_Exercise objective_:
How many lines in the items below contain the word "front"? Reply with the number alone.

┌──

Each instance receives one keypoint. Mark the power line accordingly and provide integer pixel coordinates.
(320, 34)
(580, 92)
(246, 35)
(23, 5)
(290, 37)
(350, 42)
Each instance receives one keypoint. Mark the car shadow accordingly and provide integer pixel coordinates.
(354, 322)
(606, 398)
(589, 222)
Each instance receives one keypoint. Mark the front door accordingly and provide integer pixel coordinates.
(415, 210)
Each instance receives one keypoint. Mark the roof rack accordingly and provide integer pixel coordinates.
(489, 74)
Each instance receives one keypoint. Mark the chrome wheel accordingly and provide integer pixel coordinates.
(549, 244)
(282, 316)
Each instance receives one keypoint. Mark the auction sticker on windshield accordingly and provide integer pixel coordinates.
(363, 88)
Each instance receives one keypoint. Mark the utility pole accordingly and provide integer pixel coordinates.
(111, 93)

└──
┌──

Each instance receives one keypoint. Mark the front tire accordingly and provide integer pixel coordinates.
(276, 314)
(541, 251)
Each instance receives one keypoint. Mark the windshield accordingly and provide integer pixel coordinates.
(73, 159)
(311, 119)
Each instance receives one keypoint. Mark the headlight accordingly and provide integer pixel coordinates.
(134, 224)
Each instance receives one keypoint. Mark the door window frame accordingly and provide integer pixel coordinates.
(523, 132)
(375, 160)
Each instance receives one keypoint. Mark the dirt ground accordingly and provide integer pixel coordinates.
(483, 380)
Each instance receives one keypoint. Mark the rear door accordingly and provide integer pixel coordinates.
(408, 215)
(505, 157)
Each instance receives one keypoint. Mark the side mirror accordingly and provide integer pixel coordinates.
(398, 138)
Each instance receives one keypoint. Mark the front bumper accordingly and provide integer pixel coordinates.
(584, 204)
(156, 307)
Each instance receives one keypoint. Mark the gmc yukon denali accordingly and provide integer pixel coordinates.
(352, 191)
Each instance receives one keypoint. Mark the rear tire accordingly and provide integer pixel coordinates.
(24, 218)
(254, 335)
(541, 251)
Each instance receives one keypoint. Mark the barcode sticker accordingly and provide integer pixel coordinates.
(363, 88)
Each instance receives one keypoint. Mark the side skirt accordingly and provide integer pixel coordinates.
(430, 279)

└──
┌──

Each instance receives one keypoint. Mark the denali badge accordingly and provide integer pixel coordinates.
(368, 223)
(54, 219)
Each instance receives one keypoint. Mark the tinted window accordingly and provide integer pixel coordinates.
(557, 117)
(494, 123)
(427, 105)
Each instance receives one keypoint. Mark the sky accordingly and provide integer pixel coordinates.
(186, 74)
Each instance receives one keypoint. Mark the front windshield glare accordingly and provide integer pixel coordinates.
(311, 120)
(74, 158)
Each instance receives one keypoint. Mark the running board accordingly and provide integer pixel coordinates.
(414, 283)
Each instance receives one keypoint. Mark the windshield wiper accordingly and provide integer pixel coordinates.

└──

_Exercise output_:
4